**INSTRUCTIONS TO FOLLOW**. Write out all the records below again, swapping "put a pin" for "place a marker" wherever it occurs and leaving everything else unchanged.

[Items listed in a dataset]
____________

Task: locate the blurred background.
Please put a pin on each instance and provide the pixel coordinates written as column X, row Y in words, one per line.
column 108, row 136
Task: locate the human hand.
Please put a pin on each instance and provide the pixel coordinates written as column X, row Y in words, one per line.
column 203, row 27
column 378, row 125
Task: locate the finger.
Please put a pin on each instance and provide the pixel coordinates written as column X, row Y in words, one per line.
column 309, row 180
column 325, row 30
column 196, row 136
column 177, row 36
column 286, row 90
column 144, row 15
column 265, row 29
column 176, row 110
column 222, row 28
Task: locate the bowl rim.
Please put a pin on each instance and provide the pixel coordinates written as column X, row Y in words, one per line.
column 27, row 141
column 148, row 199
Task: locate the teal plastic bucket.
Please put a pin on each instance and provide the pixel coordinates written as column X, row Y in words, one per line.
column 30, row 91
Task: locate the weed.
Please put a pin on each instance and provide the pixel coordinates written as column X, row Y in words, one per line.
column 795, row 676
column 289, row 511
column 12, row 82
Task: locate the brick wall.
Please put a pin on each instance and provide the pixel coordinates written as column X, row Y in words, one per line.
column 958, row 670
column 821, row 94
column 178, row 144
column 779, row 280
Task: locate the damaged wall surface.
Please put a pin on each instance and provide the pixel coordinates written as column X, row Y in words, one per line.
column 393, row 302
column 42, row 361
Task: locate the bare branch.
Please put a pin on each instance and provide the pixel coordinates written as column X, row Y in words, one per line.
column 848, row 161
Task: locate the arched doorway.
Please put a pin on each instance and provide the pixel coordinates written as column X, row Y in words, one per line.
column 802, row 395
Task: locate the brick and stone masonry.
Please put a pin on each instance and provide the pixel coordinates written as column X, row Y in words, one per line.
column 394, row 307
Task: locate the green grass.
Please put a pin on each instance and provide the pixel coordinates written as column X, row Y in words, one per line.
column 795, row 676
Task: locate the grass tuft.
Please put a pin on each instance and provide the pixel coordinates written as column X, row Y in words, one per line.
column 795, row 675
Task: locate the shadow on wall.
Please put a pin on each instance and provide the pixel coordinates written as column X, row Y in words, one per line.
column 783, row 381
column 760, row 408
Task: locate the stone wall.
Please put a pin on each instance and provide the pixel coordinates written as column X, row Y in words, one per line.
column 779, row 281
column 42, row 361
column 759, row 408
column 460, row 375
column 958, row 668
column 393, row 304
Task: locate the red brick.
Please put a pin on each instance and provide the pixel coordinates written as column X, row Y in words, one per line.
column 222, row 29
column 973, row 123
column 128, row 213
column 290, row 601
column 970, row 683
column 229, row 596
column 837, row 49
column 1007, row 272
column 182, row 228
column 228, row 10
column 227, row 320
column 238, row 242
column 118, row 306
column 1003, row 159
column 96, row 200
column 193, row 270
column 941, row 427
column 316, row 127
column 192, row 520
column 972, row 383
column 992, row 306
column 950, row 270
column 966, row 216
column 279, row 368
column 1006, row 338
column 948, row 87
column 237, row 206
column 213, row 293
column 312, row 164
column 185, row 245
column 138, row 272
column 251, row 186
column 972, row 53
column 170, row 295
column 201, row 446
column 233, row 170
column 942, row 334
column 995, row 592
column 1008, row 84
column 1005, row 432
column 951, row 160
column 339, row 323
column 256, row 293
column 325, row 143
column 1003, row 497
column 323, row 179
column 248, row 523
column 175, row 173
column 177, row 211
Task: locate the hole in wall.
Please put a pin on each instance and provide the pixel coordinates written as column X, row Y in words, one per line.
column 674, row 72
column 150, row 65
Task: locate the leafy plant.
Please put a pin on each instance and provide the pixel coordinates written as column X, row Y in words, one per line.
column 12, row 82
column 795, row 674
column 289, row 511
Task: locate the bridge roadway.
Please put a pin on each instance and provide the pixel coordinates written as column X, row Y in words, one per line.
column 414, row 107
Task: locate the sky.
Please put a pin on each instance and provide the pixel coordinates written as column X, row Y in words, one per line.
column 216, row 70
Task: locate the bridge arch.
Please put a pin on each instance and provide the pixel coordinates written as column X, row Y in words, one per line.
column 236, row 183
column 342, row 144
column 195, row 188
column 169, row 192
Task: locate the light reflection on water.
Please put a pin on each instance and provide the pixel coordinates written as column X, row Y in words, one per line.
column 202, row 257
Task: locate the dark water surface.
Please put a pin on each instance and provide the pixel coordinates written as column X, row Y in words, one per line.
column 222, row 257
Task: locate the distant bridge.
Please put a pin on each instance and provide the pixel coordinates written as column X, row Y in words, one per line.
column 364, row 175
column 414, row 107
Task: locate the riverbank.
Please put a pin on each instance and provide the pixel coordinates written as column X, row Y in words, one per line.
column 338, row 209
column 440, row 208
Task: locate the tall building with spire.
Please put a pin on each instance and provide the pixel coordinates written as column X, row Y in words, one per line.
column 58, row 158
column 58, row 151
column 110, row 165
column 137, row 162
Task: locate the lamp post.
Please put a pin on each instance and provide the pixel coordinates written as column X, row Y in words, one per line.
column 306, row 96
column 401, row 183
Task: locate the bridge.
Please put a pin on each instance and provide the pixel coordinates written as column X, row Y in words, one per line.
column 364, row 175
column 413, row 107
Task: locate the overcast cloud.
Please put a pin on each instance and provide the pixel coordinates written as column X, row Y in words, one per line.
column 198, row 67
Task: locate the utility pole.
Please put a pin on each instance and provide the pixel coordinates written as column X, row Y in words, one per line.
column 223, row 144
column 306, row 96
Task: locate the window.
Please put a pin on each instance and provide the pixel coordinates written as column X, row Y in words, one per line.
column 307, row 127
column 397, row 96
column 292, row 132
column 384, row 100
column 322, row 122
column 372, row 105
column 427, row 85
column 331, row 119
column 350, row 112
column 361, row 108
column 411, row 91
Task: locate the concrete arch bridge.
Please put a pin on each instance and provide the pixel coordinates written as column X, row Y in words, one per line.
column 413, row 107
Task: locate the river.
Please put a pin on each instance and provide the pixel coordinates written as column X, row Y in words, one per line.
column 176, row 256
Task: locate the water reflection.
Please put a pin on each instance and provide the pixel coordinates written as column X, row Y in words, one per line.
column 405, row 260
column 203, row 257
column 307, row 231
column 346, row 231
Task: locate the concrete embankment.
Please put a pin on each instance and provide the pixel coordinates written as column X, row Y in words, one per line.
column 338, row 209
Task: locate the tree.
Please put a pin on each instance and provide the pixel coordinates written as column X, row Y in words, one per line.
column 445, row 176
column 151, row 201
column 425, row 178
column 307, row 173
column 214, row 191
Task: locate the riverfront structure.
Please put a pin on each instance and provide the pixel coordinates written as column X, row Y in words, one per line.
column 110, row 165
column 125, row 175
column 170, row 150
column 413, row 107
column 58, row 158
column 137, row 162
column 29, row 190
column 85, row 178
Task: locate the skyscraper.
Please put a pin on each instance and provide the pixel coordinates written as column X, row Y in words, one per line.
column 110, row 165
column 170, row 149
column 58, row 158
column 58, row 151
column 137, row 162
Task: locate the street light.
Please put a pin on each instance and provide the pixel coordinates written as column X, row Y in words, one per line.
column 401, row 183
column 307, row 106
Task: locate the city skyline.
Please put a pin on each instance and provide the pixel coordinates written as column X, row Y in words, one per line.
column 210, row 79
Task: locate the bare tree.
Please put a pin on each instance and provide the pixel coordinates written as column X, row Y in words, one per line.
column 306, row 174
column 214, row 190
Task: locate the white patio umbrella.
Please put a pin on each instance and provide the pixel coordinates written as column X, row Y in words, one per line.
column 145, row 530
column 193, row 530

____________

**TASK RESULT**.
Task: locate the blurred background.
Please place a marker on each instance and provide the pixel coordinates written as column X, row Y in words, one per line.
column 108, row 136
Task: locate the human hand.
Please place a marker on each instance and provide the pixel coordinates written as column X, row Y in words, one per line.
column 203, row 27
column 378, row 125
Task: locate the finger.
Please place a marker on each instance and provide the pixel coordinates written as column X, row Y in words, one per line.
column 309, row 180
column 325, row 30
column 196, row 136
column 177, row 36
column 286, row 90
column 144, row 15
column 265, row 29
column 176, row 110
column 222, row 28
Task: locate the bowl rim.
Please place a marker on each instance and provide the pixel coordinates written as column X, row Y in words, one per line.
column 27, row 141
column 148, row 199
Task: locate the teal plastic bucket.
Please place a marker on each instance and provide the pixel coordinates written as column X, row Y in words, one per line.
column 30, row 91
Task: locate the weed.
Please place a marker on each instance and provide the pixel coordinates written as column X, row Y in words, one per line.
column 795, row 676
column 289, row 511
column 12, row 82
Task: locate the brick wall.
Please place a marker on each instance and provide the pixel coordinates written as column X, row Y in words, one per line.
column 958, row 670
column 821, row 94
column 178, row 144
column 779, row 280
Task: locate the damaged wall surface.
Please place a marker on each instance and provide the pixel coordinates written as column X, row Y in words, one per line.
column 393, row 302
column 42, row 361
Task: locate the bare branch.
Please place a marker on each instance and provide the pixel coordinates written as column X, row Y in words, one per line.
column 848, row 161
Task: locate the arched doorway.
Please place a marker on each instance and provide the pixel coordinates written as column X, row Y in words, one per line.
column 802, row 395
Task: locate the brick and stone masonry.
Please place a marker on each instance and provide the pixel coordinates written as column X, row Y in words, one per line.
column 394, row 307
Task: locate the green grass.
Please place a marker on each instance and provide the pixel coordinates written as column X, row Y in words, one per line.
column 795, row 676
Task: locate the grass tuft.
Please place a marker on each instance and provide the pixel coordinates written as column X, row Y in words, one per line.
column 795, row 675
Task: locate the shadow on wall.
Please place a marker on each instance and provide the pixel coordinates written as column X, row Y in words, one per line.
column 783, row 381
column 760, row 408
Task: locate the stone wall.
Please place a marker on each instance and provide the pixel coordinates written as column X, row Y in words, one per line.
column 779, row 281
column 42, row 361
column 759, row 408
column 460, row 375
column 958, row 668
column 393, row 304
Task: locate the red brick.
Please place a marker on each instance and provide the pixel coordinates written as column X, row Y in words, one per line.
column 222, row 29
column 973, row 123
column 128, row 213
column 290, row 601
column 970, row 683
column 229, row 596
column 837, row 49
column 1007, row 272
column 182, row 228
column 228, row 10
column 227, row 320
column 238, row 242
column 118, row 306
column 1003, row 159
column 96, row 200
column 193, row 270
column 941, row 427
column 316, row 127
column 192, row 520
column 972, row 383
column 992, row 306
column 950, row 270
column 966, row 216
column 279, row 368
column 1006, row 338
column 948, row 87
column 237, row 206
column 213, row 293
column 312, row 164
column 185, row 245
column 138, row 272
column 251, row 186
column 972, row 53
column 170, row 295
column 201, row 446
column 233, row 170
column 942, row 334
column 995, row 592
column 1008, row 84
column 1005, row 432
column 951, row 160
column 339, row 323
column 256, row 293
column 325, row 143
column 1003, row 497
column 323, row 179
column 248, row 523
column 175, row 173
column 177, row 211
Task: locate the hole in wall.
Please place a marker on each instance and provide the pixel coordinates written as column X, row Y in words, one per line.
column 674, row 72
column 150, row 65
Task: locate the leafy plant.
Please place a marker on each instance and provide the pixel coordinates written as column X, row Y in words, one per line.
column 12, row 82
column 795, row 674
column 289, row 511
Task: locate the bridge roadway.
Please place a marker on each instance and provide the pixel coordinates written as column X, row Y in words, one per line.
column 414, row 107
Task: locate the sky.
Please place a marker on each instance and provide the pixel coordinates written as column X, row Y in words, one per line.
column 216, row 70
Task: locate the bridge arch.
Please place a marker on each instance and provide the pixel coordinates written as column X, row Y in words, one per line.
column 236, row 183
column 342, row 144
column 195, row 188
column 169, row 192
Task: locate the light reflection on water.
Please place a marker on each instance and provide the pixel coordinates written as column X, row Y in words, one per line.
column 202, row 257
Task: locate the dark water surface.
Please place a marker on each instance and provide the pixel coordinates written as column X, row Y in words, one per line.
column 222, row 257
Task: locate the distant bridge.
Please place a marker on each instance and provide the pixel coordinates written as column X, row Y in words, one per line.
column 364, row 175
column 414, row 107
Task: locate the riverbank.
Please place a marker on each instance and provide the pixel coordinates written as column X, row Y in words, one per line.
column 338, row 209
column 440, row 208
Task: locate the tall building with spire.
Please place a marker on each instance and provide the pixel coordinates written as column X, row Y in words, one per line.
column 58, row 158
column 58, row 151
column 110, row 165
column 137, row 162
Task: locate the lamp post.
Please place a marker on each instance and provide the pixel coordinates written as column X, row Y in words, one per line.
column 306, row 96
column 401, row 183
Task: locate the bridge.
Please place a marker on each instance and provide the pixel coordinates written as column X, row Y in words, one per line.
column 364, row 175
column 413, row 107
Task: locate the overcast cloud.
Please place a marker on each instance and provide the pixel coordinates written as column X, row Y in words, one per line.
column 198, row 67
Task: locate the utility pole.
Please place a marker on each instance and provide the pixel coordinates written as column X, row Y in words, one per line.
column 223, row 144
column 306, row 96
Task: locate the window.
Please place a marker on each instance and provide the pixel coordinates written as column X, row Y in words, one per line.
column 307, row 127
column 397, row 96
column 292, row 132
column 384, row 100
column 322, row 122
column 372, row 105
column 427, row 85
column 331, row 119
column 350, row 112
column 361, row 108
column 411, row 91
Task: locate the concrete arch bridge.
Please place a marker on each instance and provide the pixel coordinates written as column X, row Y in words, one per line.
column 413, row 107
Task: locate the river.
Please place a marker on each instance and provide the pixel coordinates written as column X, row Y in words, one per line.
column 176, row 256
Task: locate the water reflection.
Please place a marker on each instance and provide the pixel coordinates written as column X, row Y in words, one per line.
column 405, row 260
column 203, row 257
column 307, row 231
column 346, row 231
Task: locate the concrete embankment.
Please place a marker on each instance and provide the pixel coordinates written as column X, row Y in words, one per line.
column 338, row 209
Task: locate the tree.
Please place a marker on each instance and provide the pixel coordinates written as column X, row Y in words, one per line.
column 445, row 176
column 151, row 201
column 425, row 178
column 307, row 173
column 214, row 191
Task: locate the riverfront structure.
Please place a marker on each instance and provide the pixel coordinates written as column X, row Y in words, one per line.
column 110, row 165
column 125, row 175
column 170, row 150
column 413, row 107
column 58, row 158
column 137, row 162
column 29, row 190
column 85, row 178
Task: locate the skyscraper.
Please place a marker on each instance and provide the pixel coordinates written as column X, row Y in words, one per line.
column 110, row 165
column 170, row 149
column 58, row 158
column 58, row 151
column 137, row 162
Task: locate the street light.
Please place a marker on each instance and provide the pixel coordinates written as column X, row Y in words, one per line.
column 401, row 183
column 307, row 106
Task: locate the city skyline.
Please place a marker on each instance and provide the pixel coordinates written as column X, row Y in words, one per line.
column 210, row 79
Task: locate the bare tree.
Please place a marker on each instance and provide the pixel coordinates written as column X, row Y in words, one per line.
column 306, row 174
column 214, row 190
Task: locate the white patio umbrella.
Please place a marker on each instance and provide the pixel coordinates written as column X, row Y in words, one per line.
column 145, row 530
column 193, row 530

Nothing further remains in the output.